--- start of SUPPLIED PASSAGE ---

(Permission is granted to print and redistribute this material
as long as this header and the footer at the end are included.)


brought to you by Kollel Iyun Hadaf of Har Nof
Rosh Kollel: Rav Mordecai Kornfeld

Ask A Question about the Daf

Previous daf

Sukah 35


QUESTION: The Mishnah (34b) states that an Esrog of Orlah may not be used for the Mitzvah. The Gemara asks why such an Esrog is Pasul, and cites the answer of two Amora'im -- it is either because such an Esrog is not permitted to be eaten ("Ein Bo Heter Achilah") and thus it is not considered "Lachem," or because one has no monetary ownership of an item of Orlah ("Ein Bo Din Mamon"), and thus it is not considered "Lachem." The former Pesul is also cited as the reason one may not use an Esrog of Terumah Teme'ah.

Why is the Gemara looking for the reason why an Esrog of Orlah cannot be used? Fruits of Orlah must be burned, as must fruits of Terumah Teme'ah, and thus they should be considered burned to ashes already and lacking the requisite Shi'ur -- "Ketutei Michtas Shi'urei!"

In fact, it would have been much more appropriate for the Gemara to have cited the Pesul of "Ketutei Michtas Shi'urei" because that makes the Esrog Pasul for all seven days of Sukos. The Pesul of "Lachem" (one cannot eat it, or one has no monetary ownership of the item) applies only on the first day! Why does the Gemara give a secondary reason for the Pesul of an Esrog of Orlah and of Terumah Teme'ah and leave out the primary reason, which has implications for all seven days of Sukos?

--- end of SUPPLIED PASSAGE ---

#### DIRECTIVE 1:
In the Sukah 35 passage, why would it have been more appropriate for the Gemara to cite the Pesul of "Ketutei Michtas Shi'urei"? Answer in one to three sentences.

--- start of SOURCE DATA ---

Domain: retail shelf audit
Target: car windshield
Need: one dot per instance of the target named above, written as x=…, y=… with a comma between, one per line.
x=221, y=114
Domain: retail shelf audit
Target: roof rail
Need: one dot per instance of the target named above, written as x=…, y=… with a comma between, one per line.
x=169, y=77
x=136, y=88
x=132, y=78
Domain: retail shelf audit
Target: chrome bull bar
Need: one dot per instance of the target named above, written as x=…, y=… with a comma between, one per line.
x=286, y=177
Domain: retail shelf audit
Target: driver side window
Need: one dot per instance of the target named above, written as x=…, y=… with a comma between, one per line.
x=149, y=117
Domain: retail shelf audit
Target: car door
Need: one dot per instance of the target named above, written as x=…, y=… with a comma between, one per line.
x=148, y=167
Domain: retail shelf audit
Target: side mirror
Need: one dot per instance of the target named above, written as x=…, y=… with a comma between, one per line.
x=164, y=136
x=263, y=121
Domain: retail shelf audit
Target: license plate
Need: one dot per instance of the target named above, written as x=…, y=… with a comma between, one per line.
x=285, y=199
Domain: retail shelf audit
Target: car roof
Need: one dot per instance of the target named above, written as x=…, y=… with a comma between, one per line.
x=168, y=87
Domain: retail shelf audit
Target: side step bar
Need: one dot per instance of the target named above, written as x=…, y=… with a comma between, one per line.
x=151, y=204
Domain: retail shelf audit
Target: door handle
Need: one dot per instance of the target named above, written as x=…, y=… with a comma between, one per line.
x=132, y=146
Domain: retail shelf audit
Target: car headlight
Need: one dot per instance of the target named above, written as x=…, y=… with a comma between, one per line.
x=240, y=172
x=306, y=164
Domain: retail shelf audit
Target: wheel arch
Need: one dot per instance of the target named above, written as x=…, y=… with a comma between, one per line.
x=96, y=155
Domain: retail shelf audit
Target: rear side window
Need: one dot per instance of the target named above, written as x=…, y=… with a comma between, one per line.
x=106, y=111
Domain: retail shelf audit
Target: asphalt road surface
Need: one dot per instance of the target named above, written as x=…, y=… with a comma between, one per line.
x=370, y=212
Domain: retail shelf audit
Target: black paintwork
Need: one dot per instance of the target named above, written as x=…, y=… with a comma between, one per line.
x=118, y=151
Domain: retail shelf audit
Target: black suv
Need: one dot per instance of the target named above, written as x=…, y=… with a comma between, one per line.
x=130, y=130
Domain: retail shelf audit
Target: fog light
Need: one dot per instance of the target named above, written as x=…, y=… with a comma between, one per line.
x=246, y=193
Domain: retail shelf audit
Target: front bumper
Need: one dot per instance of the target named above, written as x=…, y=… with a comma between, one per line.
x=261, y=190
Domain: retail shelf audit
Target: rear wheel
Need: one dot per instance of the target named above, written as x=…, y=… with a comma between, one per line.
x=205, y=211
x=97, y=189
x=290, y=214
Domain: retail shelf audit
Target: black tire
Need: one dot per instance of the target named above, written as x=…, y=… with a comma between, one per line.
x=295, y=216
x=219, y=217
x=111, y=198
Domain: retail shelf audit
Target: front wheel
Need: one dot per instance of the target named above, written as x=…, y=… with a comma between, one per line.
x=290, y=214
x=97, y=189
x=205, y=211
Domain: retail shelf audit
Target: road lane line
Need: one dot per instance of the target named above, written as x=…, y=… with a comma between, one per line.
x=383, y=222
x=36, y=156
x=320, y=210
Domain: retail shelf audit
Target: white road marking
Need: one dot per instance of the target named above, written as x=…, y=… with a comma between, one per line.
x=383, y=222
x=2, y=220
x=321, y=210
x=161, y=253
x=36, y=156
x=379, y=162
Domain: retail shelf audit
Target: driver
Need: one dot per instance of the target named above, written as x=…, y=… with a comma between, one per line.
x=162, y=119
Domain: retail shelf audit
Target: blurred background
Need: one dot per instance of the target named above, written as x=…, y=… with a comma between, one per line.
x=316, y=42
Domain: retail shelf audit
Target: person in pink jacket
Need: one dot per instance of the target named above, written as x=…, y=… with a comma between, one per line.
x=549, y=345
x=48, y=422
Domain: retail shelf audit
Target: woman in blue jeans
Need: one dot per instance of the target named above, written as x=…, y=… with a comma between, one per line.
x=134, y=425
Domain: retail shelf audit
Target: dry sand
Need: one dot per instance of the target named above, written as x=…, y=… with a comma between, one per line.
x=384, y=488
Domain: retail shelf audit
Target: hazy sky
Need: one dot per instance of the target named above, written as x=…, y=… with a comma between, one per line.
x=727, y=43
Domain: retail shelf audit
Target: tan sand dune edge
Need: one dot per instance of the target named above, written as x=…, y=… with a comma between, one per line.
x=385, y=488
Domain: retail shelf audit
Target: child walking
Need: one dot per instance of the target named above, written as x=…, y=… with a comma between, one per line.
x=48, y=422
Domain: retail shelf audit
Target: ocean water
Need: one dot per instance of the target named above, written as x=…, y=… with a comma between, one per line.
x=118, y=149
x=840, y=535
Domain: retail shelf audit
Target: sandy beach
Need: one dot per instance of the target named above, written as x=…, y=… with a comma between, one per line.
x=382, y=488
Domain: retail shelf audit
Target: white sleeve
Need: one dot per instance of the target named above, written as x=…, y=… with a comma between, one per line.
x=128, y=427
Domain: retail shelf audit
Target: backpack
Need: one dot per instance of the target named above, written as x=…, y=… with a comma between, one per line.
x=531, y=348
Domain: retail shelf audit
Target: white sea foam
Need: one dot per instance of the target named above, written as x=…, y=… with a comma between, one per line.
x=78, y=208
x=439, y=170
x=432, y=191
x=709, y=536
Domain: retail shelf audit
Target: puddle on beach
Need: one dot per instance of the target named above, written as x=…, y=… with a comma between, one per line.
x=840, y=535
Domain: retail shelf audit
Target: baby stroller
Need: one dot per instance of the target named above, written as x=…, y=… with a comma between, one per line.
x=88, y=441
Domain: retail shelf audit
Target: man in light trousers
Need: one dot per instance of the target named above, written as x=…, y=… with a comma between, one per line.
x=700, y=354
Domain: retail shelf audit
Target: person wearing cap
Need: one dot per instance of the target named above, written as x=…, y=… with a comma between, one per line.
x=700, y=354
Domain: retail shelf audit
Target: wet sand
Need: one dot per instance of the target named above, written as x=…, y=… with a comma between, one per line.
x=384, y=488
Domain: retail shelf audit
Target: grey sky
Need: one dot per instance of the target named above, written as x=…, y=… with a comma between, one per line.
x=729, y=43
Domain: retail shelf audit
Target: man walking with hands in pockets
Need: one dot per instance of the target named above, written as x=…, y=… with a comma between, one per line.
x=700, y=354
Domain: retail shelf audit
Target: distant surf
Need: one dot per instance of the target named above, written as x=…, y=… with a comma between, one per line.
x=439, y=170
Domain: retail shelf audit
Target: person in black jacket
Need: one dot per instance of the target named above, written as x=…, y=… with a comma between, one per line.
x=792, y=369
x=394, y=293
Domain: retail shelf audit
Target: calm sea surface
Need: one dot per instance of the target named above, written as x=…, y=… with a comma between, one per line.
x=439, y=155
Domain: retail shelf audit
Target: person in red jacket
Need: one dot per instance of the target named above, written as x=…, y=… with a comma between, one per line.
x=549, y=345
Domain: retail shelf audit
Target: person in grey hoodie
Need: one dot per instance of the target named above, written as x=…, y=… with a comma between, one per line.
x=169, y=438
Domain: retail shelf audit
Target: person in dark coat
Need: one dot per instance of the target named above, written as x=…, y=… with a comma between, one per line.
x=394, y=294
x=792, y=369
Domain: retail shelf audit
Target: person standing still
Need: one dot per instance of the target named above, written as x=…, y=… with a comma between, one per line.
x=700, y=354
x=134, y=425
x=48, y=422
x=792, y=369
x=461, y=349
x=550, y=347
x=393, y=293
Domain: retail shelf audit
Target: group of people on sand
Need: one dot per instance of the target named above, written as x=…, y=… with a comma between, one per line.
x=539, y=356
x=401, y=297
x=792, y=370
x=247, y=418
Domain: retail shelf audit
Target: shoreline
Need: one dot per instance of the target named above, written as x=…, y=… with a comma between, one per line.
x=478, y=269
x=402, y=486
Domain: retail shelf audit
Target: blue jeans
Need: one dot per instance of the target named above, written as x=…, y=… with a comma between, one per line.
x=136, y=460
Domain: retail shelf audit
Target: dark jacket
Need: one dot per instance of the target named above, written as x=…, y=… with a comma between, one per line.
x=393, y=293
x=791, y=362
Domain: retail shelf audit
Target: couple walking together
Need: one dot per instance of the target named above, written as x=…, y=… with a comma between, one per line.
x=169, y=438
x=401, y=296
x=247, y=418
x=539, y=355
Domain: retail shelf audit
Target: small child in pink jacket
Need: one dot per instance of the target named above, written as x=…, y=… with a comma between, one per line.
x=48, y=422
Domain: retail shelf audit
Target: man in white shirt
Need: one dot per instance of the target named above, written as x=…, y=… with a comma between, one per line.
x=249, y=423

--- end of SOURCE DATA ---

#### DIRECTIVE 2:
Reproduce the part of the listing that opens with its first line and closes with the line containing "x=148, y=167", both ends included, with every line given again, requests too. Multiply each coordinate in the answers by 2.25 and round to whole numbers, rounding halves up.

#### COMPLETE OUTPUT 1:
That Pesul makes the Esrog Pasul for all seven days of Sukos. The Pesul of "Lachem," based on being unable to eat it or having no monetary ownership of it, applies only on the first day.

#### COMPLETE OUTPUT 2:
Domain: retail shelf audit
Target: car windshield
Need: one dot per instance of the target named above, written as x=…, y=… with a comma between, one per line.
x=497, y=257
Domain: retail shelf audit
Target: roof rail
Need: one dot per instance of the target named above, written as x=…, y=… with a comma between, one per line.
x=380, y=173
x=306, y=198
x=297, y=176
Domain: retail shelf audit
Target: chrome bull bar
Need: one dot per instance of the target named above, written as x=…, y=… with a comma between, one per line.
x=644, y=398
Domain: retail shelf audit
Target: driver side window
Need: one dot per instance of the target named above, written as x=…, y=… with a comma between, one per line.
x=335, y=263
Domain: retail shelf audit
Target: car door
Need: one dot per instance of the target named above, written as x=…, y=… with a comma between, one per line.
x=333, y=376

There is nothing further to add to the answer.